EXERCISE PASSAGE
◇ ◇ ◇ ◇ ◇

For me, summer reading requires water — living water that I can see,
hear and smell. The book itself needn’t involve water, but if it does,
so much the better.
Michael Ondaatje’s The Cat’s Table is a perfect example. This latest
from the author of The English Patient tells the story of an 11-year-old
boy’s voyage in 1953 from Ceylon (now Sri Lanka) to a new life in
London. Michael is a low-fare passenger and is thus seated at the table
furthest from the Captain’s — the Cat’s Table. There he meets two other
boys and an engaging fringe group of eccentrics.
The boys run wild,
exploring, eavesdropping and observing much that they don’t fully
understand. They discover a heavily-guarded prisoner in chains, learn
about jazz and literature, and monitor the seduction of a young woman by
an exotic acrobat.
The depths of this life-changing voyage are only vaguely grasped by
these boys facing the end of childhood. It is the adult Michael who
begins to realize the true impact, that “over the years, confusing
fragments, lost corners of stories, have a clearer meaning when seen in a
new light, a different place.”
A captivating tale with a perfectly realized setting, The Cat’s Table is
full of reflection-worthy moments when you can look up and gaze out
over the water, seeing in a new light, from a different place.

◇ ◇ ◇ ◇ ◇

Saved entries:
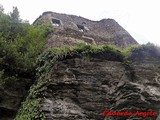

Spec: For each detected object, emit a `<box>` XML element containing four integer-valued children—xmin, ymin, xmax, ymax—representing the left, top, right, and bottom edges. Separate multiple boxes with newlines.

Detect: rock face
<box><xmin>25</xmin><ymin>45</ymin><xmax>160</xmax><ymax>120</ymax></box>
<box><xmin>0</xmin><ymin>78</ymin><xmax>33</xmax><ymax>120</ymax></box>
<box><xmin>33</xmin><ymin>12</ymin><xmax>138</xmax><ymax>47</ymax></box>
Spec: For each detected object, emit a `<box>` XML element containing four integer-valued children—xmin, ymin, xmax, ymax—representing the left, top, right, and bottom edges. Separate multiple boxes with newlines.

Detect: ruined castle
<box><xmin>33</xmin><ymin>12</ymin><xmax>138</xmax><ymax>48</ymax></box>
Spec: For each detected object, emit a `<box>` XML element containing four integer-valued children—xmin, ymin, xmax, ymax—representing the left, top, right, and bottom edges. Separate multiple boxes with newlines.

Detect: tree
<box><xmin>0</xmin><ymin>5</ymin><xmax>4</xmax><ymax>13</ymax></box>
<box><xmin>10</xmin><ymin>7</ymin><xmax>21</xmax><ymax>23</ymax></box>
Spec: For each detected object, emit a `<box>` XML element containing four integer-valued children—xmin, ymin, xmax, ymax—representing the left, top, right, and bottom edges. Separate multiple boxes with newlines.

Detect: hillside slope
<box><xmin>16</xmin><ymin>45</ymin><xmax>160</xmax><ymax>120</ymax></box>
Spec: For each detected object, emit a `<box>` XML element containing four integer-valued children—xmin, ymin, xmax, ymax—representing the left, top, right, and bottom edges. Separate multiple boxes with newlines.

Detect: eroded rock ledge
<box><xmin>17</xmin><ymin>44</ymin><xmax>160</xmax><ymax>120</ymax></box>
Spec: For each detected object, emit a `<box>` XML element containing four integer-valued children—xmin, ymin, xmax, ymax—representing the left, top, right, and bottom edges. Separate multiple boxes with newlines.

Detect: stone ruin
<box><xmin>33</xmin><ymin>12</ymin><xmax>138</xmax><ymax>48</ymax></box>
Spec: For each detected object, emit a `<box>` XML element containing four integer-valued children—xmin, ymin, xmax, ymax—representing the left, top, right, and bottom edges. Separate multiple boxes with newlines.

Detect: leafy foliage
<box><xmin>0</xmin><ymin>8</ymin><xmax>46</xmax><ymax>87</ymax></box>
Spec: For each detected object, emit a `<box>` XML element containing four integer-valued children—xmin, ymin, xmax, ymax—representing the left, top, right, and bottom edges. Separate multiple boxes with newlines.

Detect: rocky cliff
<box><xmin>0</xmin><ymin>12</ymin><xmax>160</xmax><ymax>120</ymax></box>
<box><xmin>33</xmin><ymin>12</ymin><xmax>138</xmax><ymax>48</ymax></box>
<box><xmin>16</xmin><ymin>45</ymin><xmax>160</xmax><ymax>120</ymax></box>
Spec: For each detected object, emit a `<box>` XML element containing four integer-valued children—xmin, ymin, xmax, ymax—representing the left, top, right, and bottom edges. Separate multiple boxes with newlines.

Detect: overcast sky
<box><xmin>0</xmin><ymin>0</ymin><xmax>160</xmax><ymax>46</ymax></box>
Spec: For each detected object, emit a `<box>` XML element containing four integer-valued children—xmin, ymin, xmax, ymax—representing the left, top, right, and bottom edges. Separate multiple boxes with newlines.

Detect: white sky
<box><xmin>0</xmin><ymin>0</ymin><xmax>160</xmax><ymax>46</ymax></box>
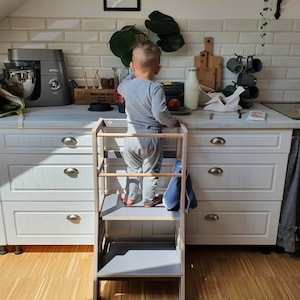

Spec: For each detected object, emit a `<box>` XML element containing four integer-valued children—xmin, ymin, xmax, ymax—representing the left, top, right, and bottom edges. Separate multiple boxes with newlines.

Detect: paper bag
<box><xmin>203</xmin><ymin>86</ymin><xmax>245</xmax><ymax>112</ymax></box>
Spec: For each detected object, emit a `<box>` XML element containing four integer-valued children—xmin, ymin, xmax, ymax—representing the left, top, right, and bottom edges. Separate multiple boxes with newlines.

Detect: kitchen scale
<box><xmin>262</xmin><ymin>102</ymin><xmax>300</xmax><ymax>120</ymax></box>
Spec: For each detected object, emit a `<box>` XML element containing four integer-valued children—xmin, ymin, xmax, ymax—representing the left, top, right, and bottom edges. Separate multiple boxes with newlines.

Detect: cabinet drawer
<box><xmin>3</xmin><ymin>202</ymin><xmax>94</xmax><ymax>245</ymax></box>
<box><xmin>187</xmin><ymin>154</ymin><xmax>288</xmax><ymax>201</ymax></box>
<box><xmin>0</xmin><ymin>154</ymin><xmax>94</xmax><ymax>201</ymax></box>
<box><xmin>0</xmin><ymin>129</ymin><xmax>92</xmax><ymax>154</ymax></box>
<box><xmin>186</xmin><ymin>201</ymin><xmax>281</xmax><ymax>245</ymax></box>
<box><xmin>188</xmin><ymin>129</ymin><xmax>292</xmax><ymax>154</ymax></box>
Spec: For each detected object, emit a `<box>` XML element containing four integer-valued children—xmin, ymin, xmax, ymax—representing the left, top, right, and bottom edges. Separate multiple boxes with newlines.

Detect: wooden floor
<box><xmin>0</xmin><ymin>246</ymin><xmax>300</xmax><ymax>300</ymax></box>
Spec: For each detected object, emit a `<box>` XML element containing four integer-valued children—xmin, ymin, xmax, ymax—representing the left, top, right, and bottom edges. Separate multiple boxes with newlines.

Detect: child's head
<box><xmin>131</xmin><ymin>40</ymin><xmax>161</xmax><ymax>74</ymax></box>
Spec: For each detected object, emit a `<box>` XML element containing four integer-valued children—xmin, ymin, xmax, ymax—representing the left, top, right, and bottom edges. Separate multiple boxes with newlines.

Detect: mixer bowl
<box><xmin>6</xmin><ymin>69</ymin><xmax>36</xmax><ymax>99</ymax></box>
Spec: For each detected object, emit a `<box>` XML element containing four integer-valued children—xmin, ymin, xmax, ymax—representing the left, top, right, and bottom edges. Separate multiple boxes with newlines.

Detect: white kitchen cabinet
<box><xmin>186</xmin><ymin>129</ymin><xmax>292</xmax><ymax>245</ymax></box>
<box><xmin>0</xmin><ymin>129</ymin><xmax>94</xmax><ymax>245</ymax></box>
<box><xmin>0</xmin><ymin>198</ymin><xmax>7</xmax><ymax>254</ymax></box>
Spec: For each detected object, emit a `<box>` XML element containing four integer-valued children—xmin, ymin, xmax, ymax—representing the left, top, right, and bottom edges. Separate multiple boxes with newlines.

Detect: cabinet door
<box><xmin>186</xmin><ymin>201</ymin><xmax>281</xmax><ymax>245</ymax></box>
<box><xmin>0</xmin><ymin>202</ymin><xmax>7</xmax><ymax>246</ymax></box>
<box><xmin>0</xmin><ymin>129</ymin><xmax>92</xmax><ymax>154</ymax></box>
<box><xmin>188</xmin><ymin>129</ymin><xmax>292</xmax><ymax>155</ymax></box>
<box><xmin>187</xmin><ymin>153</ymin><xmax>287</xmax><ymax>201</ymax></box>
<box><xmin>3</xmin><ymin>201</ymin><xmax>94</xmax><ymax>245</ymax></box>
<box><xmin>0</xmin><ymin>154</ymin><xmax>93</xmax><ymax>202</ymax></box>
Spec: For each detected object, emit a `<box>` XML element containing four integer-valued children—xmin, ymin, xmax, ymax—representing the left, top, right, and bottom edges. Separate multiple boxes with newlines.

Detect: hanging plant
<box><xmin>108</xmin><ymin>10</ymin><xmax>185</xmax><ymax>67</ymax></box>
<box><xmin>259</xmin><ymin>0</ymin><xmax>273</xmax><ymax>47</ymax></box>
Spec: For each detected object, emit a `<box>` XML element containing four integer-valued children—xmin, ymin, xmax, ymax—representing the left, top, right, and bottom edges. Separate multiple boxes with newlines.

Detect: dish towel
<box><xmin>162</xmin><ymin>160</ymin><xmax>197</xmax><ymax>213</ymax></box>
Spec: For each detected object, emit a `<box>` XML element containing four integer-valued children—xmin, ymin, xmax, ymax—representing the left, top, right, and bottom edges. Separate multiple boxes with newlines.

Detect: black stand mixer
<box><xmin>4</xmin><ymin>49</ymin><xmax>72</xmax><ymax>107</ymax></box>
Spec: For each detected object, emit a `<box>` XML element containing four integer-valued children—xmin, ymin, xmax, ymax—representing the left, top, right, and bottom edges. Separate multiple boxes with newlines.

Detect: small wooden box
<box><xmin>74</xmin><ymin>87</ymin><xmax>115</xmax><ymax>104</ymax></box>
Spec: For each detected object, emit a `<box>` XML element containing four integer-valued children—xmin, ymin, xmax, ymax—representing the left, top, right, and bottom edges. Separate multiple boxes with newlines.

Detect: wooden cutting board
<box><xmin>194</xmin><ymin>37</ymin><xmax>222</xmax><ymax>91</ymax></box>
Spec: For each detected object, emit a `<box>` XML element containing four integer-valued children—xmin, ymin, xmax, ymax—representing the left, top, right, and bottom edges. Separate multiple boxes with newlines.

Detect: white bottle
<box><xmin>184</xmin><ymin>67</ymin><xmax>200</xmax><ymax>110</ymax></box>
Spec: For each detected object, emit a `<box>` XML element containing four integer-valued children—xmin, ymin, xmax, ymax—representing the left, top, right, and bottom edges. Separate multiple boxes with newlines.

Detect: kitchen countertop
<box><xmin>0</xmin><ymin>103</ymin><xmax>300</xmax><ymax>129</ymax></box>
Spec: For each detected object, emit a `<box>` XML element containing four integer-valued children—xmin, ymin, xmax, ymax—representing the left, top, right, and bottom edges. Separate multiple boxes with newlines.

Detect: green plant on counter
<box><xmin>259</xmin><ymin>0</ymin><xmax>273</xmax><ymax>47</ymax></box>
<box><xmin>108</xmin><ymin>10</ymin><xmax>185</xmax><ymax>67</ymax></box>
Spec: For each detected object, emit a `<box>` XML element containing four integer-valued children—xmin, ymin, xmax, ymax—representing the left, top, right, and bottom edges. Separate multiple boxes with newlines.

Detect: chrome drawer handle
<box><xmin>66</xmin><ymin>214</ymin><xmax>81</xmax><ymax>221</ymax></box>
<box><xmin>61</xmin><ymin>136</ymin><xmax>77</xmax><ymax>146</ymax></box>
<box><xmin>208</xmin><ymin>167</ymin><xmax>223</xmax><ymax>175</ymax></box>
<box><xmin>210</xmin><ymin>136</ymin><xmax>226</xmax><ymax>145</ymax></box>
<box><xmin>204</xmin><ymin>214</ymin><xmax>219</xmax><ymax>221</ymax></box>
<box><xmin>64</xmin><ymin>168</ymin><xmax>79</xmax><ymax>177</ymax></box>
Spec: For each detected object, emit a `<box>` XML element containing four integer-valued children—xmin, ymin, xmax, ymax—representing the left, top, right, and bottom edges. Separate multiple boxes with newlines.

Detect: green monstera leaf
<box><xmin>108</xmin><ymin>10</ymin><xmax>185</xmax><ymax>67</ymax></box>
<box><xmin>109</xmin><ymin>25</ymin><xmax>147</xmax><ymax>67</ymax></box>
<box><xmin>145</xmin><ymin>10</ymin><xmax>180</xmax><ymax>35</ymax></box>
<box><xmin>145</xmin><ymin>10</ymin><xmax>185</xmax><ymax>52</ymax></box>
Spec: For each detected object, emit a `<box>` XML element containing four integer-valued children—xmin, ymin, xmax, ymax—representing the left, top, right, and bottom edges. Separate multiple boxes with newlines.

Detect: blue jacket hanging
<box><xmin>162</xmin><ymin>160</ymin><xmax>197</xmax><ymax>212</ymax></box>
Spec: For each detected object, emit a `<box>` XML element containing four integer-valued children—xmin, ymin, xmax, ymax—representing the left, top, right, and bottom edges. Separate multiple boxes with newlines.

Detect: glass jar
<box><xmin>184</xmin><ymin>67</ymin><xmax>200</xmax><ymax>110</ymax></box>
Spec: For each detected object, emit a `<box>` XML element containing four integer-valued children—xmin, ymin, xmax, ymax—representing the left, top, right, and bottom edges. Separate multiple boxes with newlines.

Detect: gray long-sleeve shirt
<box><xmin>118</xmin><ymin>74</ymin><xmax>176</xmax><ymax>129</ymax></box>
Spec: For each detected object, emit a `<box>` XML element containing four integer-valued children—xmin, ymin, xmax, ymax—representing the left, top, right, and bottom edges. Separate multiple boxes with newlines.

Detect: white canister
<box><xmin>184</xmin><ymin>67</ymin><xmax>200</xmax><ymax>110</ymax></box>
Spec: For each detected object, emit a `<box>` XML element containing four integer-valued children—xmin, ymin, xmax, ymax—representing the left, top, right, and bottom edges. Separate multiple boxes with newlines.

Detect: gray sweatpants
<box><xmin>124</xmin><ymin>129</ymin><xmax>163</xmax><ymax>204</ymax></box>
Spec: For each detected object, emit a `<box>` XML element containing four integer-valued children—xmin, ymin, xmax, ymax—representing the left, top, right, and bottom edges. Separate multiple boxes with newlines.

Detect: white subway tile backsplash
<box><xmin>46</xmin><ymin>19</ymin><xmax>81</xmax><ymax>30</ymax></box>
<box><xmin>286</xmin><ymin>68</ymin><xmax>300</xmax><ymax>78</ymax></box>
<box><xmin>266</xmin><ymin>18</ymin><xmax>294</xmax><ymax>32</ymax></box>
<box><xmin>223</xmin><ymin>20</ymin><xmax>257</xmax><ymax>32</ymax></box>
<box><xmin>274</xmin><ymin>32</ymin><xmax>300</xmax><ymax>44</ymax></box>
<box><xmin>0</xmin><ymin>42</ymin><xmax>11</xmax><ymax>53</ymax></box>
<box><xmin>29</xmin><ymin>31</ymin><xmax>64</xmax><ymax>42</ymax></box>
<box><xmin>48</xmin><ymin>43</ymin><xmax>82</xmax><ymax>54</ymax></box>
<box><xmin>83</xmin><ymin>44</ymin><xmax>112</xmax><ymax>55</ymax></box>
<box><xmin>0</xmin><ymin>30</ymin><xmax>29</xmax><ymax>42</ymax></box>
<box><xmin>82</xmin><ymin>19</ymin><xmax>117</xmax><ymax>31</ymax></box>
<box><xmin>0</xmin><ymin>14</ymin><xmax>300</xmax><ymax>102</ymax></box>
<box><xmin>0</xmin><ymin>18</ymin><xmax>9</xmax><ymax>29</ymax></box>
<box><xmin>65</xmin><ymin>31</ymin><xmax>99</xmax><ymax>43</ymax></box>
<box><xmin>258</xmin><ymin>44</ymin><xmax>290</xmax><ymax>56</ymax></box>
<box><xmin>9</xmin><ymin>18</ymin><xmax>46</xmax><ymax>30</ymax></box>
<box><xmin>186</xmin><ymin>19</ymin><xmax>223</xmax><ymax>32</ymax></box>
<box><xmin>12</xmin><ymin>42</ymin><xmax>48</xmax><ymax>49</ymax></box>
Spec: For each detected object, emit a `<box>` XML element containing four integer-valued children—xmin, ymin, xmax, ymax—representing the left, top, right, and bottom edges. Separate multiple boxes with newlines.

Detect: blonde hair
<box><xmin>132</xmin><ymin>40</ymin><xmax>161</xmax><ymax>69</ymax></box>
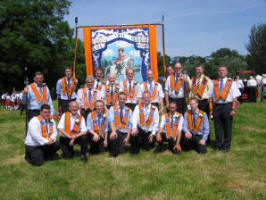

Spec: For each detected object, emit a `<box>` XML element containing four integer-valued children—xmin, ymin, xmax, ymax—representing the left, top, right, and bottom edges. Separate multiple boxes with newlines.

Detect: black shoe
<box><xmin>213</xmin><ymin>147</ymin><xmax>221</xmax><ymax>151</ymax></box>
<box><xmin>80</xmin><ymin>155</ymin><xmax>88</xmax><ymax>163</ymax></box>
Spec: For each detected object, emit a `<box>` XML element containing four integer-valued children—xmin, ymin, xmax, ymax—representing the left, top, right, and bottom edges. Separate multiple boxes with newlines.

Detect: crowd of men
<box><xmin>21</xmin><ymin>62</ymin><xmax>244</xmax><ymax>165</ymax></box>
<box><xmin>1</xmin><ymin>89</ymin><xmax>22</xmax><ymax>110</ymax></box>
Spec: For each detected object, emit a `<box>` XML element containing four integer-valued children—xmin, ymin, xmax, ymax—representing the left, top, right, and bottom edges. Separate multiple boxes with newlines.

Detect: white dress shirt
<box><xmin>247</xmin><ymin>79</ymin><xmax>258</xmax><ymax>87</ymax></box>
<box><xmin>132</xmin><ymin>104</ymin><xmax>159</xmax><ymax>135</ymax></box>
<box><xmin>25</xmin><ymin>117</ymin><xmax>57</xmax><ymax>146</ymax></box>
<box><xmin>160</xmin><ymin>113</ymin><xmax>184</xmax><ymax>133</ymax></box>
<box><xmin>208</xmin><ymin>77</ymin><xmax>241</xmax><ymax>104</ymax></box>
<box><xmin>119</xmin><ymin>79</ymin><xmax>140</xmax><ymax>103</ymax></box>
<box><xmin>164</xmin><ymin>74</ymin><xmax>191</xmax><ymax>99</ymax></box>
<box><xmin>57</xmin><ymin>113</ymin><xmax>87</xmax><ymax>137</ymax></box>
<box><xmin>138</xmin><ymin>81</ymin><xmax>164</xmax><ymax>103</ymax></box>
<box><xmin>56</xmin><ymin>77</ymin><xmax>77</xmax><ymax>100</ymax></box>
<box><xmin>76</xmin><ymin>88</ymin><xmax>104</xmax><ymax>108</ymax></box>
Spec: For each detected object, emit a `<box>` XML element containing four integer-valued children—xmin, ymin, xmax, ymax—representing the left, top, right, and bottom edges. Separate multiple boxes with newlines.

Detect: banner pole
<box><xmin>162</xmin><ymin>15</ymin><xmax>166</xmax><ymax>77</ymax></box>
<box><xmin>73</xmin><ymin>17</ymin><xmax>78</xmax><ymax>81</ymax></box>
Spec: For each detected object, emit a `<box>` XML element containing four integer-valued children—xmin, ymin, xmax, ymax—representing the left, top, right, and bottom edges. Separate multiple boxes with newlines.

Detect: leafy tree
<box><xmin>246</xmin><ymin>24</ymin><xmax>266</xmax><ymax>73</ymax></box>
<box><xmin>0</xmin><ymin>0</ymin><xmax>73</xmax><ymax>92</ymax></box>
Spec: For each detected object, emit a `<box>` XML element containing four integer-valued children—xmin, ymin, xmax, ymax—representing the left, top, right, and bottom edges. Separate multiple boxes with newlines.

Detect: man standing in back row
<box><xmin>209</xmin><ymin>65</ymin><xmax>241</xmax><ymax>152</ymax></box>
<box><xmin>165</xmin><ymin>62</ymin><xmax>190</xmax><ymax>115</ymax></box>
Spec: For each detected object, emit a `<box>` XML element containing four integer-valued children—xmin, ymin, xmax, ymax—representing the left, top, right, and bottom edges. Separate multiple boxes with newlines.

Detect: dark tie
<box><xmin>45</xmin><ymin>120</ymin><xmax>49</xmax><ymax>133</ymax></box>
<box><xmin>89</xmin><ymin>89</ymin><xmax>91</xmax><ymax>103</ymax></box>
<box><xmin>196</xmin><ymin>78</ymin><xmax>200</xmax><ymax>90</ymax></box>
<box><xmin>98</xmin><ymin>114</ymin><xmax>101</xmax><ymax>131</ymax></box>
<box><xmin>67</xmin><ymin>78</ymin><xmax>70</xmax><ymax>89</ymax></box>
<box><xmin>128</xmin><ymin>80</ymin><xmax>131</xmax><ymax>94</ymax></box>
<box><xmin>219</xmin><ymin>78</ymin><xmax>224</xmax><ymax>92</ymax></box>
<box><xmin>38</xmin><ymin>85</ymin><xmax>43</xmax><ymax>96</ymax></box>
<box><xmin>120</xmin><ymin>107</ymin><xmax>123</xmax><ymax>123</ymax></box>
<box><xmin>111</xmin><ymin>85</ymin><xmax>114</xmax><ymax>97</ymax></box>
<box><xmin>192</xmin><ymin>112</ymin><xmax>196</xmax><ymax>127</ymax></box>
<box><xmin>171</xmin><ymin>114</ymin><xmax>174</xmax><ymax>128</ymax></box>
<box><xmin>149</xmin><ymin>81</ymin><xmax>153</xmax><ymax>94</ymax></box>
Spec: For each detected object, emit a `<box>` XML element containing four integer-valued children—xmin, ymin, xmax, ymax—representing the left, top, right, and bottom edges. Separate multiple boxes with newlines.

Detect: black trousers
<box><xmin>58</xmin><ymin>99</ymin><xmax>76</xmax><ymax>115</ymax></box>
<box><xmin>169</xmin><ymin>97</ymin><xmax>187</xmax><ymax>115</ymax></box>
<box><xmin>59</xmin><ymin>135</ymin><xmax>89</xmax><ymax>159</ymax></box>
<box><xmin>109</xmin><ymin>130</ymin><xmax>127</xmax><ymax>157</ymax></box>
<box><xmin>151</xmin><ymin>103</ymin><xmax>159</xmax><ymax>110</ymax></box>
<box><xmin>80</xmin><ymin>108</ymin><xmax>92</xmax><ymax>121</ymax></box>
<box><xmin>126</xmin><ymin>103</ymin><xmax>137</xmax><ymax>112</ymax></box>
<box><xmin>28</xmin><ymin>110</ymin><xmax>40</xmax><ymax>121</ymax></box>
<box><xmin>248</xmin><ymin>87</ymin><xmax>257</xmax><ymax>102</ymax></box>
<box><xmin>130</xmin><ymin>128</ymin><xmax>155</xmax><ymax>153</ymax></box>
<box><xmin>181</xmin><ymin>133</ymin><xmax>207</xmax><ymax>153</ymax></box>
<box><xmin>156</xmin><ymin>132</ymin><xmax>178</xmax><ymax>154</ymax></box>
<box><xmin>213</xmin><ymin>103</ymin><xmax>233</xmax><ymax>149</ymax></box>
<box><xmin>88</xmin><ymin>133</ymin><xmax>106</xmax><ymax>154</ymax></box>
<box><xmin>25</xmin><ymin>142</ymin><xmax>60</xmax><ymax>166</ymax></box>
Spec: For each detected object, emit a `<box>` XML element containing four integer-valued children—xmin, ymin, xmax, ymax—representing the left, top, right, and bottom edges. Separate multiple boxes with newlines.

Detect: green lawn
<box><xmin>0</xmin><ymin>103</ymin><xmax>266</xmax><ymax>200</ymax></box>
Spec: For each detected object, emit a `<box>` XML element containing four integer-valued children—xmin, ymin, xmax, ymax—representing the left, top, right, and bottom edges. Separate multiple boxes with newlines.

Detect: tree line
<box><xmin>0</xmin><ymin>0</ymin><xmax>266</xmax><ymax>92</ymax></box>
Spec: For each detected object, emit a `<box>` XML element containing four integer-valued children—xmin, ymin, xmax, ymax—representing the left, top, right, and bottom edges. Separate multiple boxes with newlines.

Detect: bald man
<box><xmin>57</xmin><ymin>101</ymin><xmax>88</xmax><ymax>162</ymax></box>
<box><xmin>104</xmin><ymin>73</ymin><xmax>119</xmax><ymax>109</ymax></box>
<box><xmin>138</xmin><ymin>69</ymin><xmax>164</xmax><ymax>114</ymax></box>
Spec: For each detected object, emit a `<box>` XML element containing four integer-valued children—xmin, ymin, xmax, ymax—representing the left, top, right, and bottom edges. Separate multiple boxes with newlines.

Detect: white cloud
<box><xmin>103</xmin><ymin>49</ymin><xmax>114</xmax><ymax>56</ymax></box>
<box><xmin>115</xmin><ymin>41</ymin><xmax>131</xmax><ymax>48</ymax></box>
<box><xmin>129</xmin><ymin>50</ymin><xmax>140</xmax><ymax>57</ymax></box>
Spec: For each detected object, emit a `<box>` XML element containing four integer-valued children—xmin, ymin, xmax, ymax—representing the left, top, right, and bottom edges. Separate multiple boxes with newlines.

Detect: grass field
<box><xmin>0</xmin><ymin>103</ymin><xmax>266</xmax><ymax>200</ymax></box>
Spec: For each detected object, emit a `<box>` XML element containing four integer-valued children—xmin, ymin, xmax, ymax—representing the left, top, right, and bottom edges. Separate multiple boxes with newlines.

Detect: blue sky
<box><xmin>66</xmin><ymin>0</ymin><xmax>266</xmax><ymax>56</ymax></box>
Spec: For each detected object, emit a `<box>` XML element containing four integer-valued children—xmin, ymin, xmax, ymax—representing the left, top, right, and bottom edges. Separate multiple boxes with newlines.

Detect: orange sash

◇ ◇ ◇ ◇ ◇

ACTION ITEM A
Please replace "engaging" with "charming" in the review of The Cat's Table, then write out the part starting with "Michael Ondaatje’s The" and going on through "group of eccentrics.".
ACTION ITEM B
In the review of The Cat's Table, in what year does the boy's voyage from Ceylon to London take place?

RESPONSE A
Michael Ondaatje’s The Cat’s Table is a perfect example. This latest
from the author of The English Patient tells the story of an 11-year-old
boy’s voyage in 1953 from Ceylon (now Sri Lanka) to a new life in
London. Michael is a low-fare passenger and is thus seated at the table
furthest from the Captain’s — the Cat’s Table. There he meets two other
boys and an charming fringe group of eccentrics.

RESPONSE B
1953